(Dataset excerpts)
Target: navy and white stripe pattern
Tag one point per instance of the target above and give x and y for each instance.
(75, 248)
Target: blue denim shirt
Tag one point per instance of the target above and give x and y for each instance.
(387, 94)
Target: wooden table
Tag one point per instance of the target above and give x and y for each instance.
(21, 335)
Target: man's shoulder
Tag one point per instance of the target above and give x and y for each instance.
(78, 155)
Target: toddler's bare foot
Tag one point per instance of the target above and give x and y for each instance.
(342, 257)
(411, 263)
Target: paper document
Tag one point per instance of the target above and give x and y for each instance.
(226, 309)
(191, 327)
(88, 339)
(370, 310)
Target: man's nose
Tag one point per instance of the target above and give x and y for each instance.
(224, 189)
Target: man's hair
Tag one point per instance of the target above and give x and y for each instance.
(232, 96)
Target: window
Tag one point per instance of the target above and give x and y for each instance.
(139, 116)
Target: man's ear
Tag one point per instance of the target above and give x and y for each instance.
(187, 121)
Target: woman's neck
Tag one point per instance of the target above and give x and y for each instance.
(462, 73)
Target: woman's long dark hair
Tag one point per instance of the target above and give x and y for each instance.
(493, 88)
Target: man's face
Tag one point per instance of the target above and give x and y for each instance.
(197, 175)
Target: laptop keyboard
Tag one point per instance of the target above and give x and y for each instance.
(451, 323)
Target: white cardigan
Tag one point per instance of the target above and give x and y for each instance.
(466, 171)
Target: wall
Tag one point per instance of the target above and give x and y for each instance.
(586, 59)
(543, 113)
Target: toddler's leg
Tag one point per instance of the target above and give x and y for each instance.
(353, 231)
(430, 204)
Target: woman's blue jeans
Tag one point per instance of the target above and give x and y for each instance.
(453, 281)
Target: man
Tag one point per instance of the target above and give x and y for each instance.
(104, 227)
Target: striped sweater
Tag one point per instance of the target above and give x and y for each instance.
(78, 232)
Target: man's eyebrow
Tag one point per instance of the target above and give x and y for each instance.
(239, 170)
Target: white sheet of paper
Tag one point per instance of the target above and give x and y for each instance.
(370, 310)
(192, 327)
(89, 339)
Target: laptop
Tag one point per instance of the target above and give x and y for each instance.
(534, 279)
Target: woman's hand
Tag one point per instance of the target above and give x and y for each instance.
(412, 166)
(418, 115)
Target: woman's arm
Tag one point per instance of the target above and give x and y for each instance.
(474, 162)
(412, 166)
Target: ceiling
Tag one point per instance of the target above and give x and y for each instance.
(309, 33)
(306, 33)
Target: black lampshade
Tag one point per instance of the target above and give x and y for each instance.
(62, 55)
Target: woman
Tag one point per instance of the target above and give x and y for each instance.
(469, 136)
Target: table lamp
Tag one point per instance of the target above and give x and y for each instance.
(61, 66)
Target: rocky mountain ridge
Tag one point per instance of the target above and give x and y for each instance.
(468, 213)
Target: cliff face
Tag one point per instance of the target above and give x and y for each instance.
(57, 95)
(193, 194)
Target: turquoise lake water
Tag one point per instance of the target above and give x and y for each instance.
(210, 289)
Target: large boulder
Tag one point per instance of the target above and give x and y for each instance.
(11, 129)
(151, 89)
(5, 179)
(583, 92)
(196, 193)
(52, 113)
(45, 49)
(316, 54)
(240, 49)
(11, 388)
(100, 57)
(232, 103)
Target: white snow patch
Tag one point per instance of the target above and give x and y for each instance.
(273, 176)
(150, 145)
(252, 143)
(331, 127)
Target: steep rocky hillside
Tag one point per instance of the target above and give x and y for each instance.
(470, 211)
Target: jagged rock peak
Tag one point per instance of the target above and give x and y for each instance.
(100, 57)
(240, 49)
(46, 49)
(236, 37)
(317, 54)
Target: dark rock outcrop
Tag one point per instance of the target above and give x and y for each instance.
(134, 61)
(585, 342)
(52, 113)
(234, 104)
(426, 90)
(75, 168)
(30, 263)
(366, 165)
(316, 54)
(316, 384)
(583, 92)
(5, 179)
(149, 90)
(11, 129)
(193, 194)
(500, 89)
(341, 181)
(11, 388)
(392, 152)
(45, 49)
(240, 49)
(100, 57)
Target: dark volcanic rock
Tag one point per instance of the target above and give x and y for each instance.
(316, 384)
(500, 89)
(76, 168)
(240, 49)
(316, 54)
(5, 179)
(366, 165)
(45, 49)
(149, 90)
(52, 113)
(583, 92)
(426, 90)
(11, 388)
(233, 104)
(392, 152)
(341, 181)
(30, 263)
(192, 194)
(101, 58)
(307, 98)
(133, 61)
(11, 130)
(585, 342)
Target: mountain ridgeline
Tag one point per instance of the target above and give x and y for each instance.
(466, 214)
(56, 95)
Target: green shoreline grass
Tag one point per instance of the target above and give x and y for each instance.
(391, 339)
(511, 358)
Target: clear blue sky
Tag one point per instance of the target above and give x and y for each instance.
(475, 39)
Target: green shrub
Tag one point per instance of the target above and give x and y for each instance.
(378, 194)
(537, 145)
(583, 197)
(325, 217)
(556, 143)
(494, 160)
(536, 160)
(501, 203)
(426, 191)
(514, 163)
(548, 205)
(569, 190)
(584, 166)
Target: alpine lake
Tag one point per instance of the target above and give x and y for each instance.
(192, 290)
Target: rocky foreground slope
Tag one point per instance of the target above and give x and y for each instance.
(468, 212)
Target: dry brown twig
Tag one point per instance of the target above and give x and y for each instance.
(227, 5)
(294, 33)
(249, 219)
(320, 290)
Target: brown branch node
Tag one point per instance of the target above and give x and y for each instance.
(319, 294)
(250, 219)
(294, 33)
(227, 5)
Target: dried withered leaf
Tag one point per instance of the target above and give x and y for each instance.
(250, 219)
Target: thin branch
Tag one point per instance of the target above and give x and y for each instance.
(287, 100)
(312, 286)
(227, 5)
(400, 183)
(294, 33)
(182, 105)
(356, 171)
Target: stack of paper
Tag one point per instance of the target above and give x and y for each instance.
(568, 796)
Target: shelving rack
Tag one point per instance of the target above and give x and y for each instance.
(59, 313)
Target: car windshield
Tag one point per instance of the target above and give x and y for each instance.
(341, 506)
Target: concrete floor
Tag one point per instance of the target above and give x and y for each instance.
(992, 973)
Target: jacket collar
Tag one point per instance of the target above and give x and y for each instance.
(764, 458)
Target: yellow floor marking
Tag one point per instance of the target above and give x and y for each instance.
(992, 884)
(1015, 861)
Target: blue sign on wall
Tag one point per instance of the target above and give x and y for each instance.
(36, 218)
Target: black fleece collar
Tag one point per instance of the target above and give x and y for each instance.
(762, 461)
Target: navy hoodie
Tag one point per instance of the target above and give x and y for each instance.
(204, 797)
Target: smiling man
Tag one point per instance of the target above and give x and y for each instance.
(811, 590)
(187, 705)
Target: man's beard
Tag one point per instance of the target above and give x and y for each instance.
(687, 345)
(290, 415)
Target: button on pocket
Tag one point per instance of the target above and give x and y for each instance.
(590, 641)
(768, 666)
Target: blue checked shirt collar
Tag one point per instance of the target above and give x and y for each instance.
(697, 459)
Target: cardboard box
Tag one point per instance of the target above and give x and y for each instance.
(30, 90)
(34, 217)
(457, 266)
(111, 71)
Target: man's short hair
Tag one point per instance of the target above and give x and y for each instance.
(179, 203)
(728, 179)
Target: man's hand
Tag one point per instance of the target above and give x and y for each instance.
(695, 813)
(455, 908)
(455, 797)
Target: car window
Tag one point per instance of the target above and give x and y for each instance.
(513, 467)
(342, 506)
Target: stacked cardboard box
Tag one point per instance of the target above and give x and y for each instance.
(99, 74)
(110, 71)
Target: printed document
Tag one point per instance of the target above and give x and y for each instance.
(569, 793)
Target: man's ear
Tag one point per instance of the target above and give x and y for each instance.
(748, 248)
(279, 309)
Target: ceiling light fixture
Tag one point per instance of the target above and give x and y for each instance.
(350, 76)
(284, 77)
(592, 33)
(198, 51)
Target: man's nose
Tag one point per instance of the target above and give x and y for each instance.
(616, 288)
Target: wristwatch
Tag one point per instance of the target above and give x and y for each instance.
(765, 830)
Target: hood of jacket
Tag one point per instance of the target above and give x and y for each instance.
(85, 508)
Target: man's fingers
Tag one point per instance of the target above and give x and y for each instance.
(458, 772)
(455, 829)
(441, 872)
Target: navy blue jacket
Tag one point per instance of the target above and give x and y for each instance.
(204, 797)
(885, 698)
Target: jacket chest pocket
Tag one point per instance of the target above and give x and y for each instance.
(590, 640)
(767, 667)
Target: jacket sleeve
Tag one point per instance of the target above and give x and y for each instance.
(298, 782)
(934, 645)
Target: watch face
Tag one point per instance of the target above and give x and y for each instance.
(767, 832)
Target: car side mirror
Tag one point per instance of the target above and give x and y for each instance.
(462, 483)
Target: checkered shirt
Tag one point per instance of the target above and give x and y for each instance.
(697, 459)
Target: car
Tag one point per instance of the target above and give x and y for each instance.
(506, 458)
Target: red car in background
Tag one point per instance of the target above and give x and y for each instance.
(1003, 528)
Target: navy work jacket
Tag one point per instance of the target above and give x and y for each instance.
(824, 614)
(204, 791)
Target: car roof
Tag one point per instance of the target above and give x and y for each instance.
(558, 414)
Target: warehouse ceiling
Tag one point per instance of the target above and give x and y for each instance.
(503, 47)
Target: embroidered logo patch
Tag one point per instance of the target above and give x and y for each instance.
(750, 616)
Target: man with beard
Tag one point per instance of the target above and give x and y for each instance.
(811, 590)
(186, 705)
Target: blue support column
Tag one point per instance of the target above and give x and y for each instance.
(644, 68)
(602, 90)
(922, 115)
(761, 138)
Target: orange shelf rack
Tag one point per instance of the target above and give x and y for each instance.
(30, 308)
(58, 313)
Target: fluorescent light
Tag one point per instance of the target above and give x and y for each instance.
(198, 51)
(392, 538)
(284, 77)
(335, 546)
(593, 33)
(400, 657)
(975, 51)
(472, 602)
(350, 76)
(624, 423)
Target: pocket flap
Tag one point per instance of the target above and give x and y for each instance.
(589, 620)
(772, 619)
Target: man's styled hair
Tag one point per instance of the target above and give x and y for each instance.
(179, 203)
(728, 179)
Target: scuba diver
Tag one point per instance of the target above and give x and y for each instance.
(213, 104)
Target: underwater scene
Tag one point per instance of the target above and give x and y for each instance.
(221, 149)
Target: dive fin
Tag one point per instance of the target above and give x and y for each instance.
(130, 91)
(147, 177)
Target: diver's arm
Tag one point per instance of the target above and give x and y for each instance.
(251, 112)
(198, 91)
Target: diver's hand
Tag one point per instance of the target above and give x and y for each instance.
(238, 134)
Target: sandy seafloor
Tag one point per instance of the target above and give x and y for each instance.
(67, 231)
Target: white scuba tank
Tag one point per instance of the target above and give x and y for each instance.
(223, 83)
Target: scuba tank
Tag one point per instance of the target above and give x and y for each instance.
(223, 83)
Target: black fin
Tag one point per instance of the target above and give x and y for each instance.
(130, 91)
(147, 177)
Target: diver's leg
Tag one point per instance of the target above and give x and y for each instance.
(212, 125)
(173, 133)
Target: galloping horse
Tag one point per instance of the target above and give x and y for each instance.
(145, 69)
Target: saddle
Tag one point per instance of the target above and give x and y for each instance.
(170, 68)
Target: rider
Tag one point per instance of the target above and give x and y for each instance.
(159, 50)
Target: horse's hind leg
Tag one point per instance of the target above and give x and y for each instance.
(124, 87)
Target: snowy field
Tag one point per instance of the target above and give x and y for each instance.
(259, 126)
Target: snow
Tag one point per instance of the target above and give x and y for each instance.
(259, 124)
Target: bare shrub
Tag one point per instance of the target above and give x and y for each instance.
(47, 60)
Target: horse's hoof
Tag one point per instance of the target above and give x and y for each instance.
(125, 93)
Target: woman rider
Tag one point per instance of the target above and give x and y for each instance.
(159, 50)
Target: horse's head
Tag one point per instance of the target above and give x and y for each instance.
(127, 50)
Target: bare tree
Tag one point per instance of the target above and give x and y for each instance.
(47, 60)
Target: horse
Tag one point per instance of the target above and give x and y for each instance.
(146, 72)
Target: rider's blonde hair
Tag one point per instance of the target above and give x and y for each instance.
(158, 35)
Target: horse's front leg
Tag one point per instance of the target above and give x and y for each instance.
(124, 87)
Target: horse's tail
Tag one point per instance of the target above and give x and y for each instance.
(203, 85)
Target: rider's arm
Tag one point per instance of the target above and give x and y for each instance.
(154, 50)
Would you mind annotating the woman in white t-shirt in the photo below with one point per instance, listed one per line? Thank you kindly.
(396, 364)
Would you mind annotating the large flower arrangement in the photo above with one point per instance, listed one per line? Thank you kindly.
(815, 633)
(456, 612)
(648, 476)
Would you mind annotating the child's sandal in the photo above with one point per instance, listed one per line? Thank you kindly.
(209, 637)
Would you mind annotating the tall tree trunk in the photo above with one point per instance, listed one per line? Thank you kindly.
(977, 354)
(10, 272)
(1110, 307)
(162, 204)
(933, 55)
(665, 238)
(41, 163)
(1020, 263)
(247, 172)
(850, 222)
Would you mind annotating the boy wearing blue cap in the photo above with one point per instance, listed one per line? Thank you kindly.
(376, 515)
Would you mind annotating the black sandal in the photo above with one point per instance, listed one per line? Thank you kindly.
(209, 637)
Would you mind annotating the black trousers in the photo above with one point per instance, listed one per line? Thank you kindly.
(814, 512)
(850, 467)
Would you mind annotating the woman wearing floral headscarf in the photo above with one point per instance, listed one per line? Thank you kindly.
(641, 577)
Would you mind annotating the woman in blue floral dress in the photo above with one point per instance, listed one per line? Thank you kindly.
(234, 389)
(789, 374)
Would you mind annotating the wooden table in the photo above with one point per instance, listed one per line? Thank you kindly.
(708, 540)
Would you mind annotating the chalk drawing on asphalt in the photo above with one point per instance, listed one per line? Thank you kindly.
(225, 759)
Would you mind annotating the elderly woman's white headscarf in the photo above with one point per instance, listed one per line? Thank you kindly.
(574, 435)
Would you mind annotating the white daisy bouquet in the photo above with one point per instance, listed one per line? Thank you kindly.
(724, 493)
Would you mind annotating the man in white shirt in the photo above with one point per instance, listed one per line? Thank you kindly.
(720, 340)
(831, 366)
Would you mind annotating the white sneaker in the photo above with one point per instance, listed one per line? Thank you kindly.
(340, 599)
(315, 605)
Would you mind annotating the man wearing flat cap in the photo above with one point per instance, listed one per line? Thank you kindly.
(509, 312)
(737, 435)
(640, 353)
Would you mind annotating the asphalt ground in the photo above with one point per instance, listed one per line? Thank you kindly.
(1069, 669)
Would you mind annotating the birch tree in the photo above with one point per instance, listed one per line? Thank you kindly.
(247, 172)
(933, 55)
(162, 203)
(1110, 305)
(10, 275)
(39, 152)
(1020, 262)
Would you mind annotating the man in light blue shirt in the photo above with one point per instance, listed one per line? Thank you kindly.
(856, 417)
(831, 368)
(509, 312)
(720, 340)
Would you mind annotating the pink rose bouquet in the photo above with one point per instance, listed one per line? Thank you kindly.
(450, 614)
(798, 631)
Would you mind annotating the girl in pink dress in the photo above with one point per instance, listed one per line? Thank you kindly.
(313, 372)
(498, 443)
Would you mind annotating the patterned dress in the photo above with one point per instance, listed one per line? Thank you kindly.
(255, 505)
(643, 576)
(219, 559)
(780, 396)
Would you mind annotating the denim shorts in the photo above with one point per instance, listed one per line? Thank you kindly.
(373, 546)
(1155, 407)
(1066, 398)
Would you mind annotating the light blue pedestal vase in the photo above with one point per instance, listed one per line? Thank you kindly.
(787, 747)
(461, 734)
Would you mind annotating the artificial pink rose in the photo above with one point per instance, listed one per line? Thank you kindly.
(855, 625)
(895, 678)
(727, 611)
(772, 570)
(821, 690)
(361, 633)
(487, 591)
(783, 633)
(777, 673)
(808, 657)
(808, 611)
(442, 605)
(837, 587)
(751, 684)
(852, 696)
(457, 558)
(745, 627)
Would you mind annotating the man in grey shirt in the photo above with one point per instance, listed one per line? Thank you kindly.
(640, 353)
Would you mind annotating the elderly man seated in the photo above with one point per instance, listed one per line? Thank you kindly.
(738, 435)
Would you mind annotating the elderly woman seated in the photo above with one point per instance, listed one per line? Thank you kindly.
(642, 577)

__What you are asked to do__: Write down, word for word, the lines above from the one containing "Target: jacket collar" through the one containing "Target: blue checked shirt collar", both ends included.

__Answer to the exercise__:
Target: jacket collar
Tag one point per instance of the target above and give x and y for each instance.
(764, 458)
Target: yellow floor marking
Tag one point per instance of the target above and give x and y for each instance.
(992, 884)
(1015, 861)
Target: blue sign on wall
Tag one point per instance of the target above and give x and y for each instance.
(36, 218)
Target: black fleece collar
Tag one point per instance of the target above and give x and y for each instance.
(762, 461)
Target: navy hoodie
Tag one point per instance of the target above and give x and y for each instance.
(204, 797)
Target: smiling man
Tag one point per instance of the target above and give x and y for each instance.
(811, 590)
(187, 705)
Target: man's beard
Tag one point per instance of the target above and give x and y for each instance.
(687, 345)
(290, 415)
Target: button on pocket
Tag one point per instance of the target above and give x and y for each instance.
(590, 641)
(768, 666)
Target: blue checked shirt collar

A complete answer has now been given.